### PROBLEM STATEMENT
Omit every picture while repeating the entries exactly.
------------------------------------
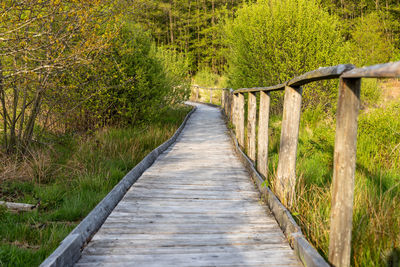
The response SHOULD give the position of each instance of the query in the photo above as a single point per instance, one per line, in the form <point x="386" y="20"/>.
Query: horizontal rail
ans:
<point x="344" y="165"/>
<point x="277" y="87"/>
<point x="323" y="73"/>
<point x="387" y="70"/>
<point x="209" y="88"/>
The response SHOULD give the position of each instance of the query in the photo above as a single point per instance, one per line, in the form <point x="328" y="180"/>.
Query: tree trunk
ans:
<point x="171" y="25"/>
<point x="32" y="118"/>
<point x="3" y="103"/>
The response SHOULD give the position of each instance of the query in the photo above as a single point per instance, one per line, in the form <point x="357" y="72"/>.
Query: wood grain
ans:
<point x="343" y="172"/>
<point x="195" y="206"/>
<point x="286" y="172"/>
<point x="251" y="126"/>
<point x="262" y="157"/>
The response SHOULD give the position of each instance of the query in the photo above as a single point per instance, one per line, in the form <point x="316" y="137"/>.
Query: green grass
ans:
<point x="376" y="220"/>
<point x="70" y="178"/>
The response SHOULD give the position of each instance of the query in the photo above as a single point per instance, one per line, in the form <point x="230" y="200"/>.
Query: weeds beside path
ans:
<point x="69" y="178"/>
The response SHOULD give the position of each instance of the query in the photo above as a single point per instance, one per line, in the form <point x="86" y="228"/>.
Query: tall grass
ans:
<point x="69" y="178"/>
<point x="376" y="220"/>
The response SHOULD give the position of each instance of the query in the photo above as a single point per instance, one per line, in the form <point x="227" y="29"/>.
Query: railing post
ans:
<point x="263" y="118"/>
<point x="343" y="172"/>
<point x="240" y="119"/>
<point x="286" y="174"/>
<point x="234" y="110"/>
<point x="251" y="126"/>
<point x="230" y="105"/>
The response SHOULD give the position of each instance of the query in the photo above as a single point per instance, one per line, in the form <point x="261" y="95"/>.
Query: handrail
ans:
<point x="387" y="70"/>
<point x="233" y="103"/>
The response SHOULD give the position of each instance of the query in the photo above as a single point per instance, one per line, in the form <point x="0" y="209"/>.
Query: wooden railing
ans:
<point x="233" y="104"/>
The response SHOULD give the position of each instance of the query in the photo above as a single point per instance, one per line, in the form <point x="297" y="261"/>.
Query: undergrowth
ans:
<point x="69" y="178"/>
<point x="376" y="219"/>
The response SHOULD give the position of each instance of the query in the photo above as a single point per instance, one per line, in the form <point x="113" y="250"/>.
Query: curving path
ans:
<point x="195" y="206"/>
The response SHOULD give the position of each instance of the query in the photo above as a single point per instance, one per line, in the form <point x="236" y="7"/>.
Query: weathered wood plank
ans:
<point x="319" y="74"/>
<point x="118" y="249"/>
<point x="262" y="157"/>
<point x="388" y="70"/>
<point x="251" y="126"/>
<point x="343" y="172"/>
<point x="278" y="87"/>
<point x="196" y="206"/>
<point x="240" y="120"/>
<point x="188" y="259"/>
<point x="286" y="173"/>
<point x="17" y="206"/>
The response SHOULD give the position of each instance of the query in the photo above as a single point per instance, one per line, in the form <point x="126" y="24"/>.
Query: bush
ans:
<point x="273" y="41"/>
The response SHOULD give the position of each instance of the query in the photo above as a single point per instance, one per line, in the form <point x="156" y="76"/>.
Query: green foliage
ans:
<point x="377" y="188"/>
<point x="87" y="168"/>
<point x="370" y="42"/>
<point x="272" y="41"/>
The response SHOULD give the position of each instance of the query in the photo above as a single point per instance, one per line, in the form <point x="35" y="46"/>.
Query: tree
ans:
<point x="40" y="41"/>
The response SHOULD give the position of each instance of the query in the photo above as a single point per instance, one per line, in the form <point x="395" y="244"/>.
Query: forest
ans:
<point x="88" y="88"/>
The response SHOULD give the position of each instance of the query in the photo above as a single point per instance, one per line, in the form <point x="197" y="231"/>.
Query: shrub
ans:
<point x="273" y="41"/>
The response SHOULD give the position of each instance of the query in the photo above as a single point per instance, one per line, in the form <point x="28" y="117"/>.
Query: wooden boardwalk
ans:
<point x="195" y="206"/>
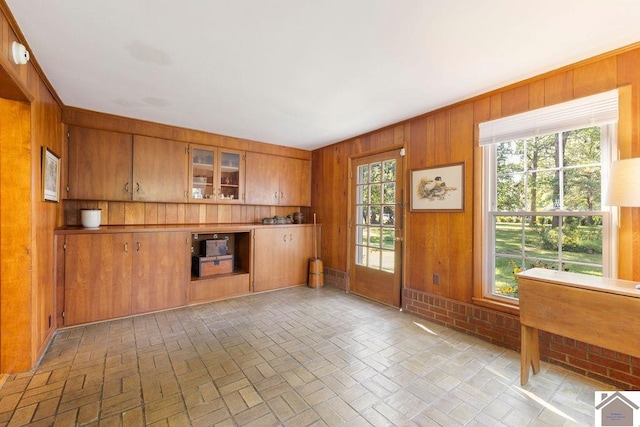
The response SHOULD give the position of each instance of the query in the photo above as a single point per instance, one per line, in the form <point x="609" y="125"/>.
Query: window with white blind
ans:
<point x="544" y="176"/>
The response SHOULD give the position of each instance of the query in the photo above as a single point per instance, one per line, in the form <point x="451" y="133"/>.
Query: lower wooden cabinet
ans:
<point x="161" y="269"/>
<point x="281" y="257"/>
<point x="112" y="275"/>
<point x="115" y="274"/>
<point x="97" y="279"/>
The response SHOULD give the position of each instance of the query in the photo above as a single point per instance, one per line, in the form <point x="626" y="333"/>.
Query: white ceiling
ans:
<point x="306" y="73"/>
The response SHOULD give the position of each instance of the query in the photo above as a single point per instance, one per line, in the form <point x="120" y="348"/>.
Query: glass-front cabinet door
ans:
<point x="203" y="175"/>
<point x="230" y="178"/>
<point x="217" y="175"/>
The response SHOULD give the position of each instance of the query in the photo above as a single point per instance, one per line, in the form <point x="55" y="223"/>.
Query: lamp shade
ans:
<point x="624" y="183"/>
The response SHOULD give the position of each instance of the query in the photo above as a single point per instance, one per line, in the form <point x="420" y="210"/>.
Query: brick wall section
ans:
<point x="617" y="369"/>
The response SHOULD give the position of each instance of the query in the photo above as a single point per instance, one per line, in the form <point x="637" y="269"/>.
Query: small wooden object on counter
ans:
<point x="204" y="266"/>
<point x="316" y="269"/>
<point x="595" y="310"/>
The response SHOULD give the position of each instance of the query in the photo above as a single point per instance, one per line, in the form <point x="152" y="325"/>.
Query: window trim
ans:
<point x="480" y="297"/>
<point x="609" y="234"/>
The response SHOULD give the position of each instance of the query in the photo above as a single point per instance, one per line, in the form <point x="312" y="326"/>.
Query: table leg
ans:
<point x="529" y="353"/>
------------------------------------
### RESULT OF THIS TASK
The response SHOULD give the position of each instance of the query in the photo above as a single point per instance, one per line, in the form <point x="386" y="20"/>.
Query: horizontal rail
ans:
<point x="344" y="165"/>
<point x="277" y="87"/>
<point x="323" y="73"/>
<point x="387" y="70"/>
<point x="209" y="88"/>
The response SHOULD give the position of each instance of the query in the photo above as a single point per instance, one per line, in the form <point x="328" y="180"/>.
Query: tree trunk
ans:
<point x="171" y="25"/>
<point x="32" y="118"/>
<point x="3" y="103"/>
The response SHOULD give the position of each instance of the query in the photo above as a single point per instance, one per line, in the form <point x="357" y="72"/>.
Query: wood grain
ans:
<point x="343" y="172"/>
<point x="195" y="206"/>
<point x="286" y="172"/>
<point x="251" y="126"/>
<point x="262" y="157"/>
The response SHOULD give the position of each instance of the query in the photo above as a single point per instance, one per line, in the form <point x="316" y="137"/>.
Query: green grass
ans:
<point x="376" y="220"/>
<point x="70" y="178"/>
The response SHOULD give the position of each instance of the query in the photo above as a single point per instance, one per line, in the form <point x="230" y="200"/>.
Query: weeds beside path
ans:
<point x="69" y="178"/>
The response SHOULD give the position of each instance of the query in the photo above as a single point per instance, one per line, in the form <point x="86" y="228"/>.
Query: tall grass
ans:
<point x="69" y="178"/>
<point x="376" y="220"/>
The response SHOULD give the position of each instance of the query in the photo above as a single point per instance, one per line, in the form <point x="227" y="29"/>.
Query: railing post
ans:
<point x="263" y="118"/>
<point x="343" y="172"/>
<point x="240" y="119"/>
<point x="286" y="174"/>
<point x="234" y="110"/>
<point x="251" y="126"/>
<point x="230" y="105"/>
The response SHOULD give the position of each instance of the query in the photo above as a single point per instance, one per line, in the form <point x="261" y="95"/>.
Query: handrail
ans:
<point x="387" y="70"/>
<point x="233" y="103"/>
The response SHOULD give the position of each instance of the query in the photo above as a single point per instance, one per line, in the form <point x="0" y="209"/>.
Query: wooden railing
ans:
<point x="233" y="104"/>
The response SHOULD give the position of each instance of the query in the photo above as a single point per instance, one per line, in the form <point x="297" y="261"/>.
Query: undergrowth
ans:
<point x="69" y="178"/>
<point x="376" y="219"/>
The response SHOULD give the position of each instance of the query in the photo above as a single point per instance, one per line, in the form <point x="113" y="250"/>.
Query: curving path
ans:
<point x="195" y="206"/>
The response SHOULD give the position of each instance of the query in the photo above as a single point per instance, one per line, in the form <point x="236" y="7"/>.
Query: weathered wood plank
ans:
<point x="319" y="74"/>
<point x="118" y="249"/>
<point x="262" y="157"/>
<point x="388" y="70"/>
<point x="251" y="126"/>
<point x="343" y="172"/>
<point x="278" y="87"/>
<point x="196" y="206"/>
<point x="240" y="120"/>
<point x="188" y="259"/>
<point x="286" y="173"/>
<point x="17" y="206"/>
The response SHOULD give the position of each instance of the query in the photo above as a single point per instance, one per line, in the form <point x="126" y="24"/>.
Query: bush
ans:
<point x="273" y="41"/>
The response SHOULD give the position of each instance of the query in the photo above as a single point per instance, one per line, in the form <point x="156" y="76"/>.
Query: green foliage
ans:
<point x="377" y="188"/>
<point x="87" y="168"/>
<point x="370" y="42"/>
<point x="272" y="41"/>
The response SHOULD give the position of each instance of the query in the photo above as a single point per instance, one per line, in the form <point x="35" y="46"/>.
Query: tree
ans:
<point x="40" y="41"/>
The response SHOULD give the position of each instance of the query in the photo above as a single point per instance, one per line, in the form <point x="395" y="244"/>.
Query: forest
ans:
<point x="88" y="88"/>
The response SHOULD give the position of each instance of the query in the photo above as a single point per instance, one per line, in the form <point x="197" y="231"/>.
Query: shrub
ans:
<point x="273" y="41"/>
The response SHOULD give the position of each instance of the query in the photo above as a single point per instance, one per line, in the form <point x="28" y="117"/>.
Query: wooden boardwalk
ans:
<point x="195" y="206"/>
The response SHOULD give the position of each instance of the query in the photo above as a single point per instance, one per line, in the form <point x="609" y="125"/>.
Query: window with white blind
ans:
<point x="544" y="176"/>
The response SHOULD give the position of each instance of the query in the photo above as a single point per instance, one per line, in the form <point x="451" y="133"/>.
Query: lower wooden cabinet
ans:
<point x="161" y="269"/>
<point x="281" y="257"/>
<point x="112" y="275"/>
<point x="115" y="274"/>
<point x="97" y="279"/>
The response SHOULD give the position of each instance of the query in the photo above as a single point per instance, one per line, in the form <point x="626" y="333"/>.
Query: white ceiling
ans:
<point x="306" y="73"/>
The response SHOULD give the position of each instance of the query in the photo above as a single point per instance, one per line, in the form <point x="120" y="348"/>.
Query: glass-front cabinet door
ans:
<point x="203" y="175"/>
<point x="230" y="178"/>
<point x="217" y="175"/>
The response SHOULD give the position of each instance of the query in the photo above as a single point per instance, one per line, in the form <point x="55" y="223"/>.
Query: lamp shade
ans:
<point x="624" y="183"/>
The response SHOULD give the position of each instance of the query in the photo above as a single point per instance, one per line, in the form <point x="420" y="210"/>.
Query: brick wall section
ans:
<point x="617" y="369"/>
The response SHOULD give the position of each instance of the query in the photo above as a single point per instance, one per line, in the form <point x="637" y="269"/>.
Query: small wooden object on counter
ans:
<point x="204" y="266"/>
<point x="316" y="269"/>
<point x="595" y="310"/>
The response SHOULD give the position of each instance of the query in the photo above as a single point per instance, one per line, in the form <point x="152" y="325"/>.
Query: window trim
ans:
<point x="480" y="297"/>
<point x="609" y="234"/>
The response SHOULD give the position of each instance of the query in the photo above as a single point per instance, one per line, in the form <point x="312" y="326"/>.
Query: table leg
ans:
<point x="529" y="353"/>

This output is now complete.